> Objective
Reproduce the following data line for line, with no changes, and omit the pictures from your output.
** Start **
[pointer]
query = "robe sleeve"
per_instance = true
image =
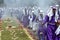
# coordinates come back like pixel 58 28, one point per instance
** End **
> Written solution
[pointer]
query = "robe sleeve"
per_instance = true
image =
# coordinates come back like pixel 58 28, one point per instance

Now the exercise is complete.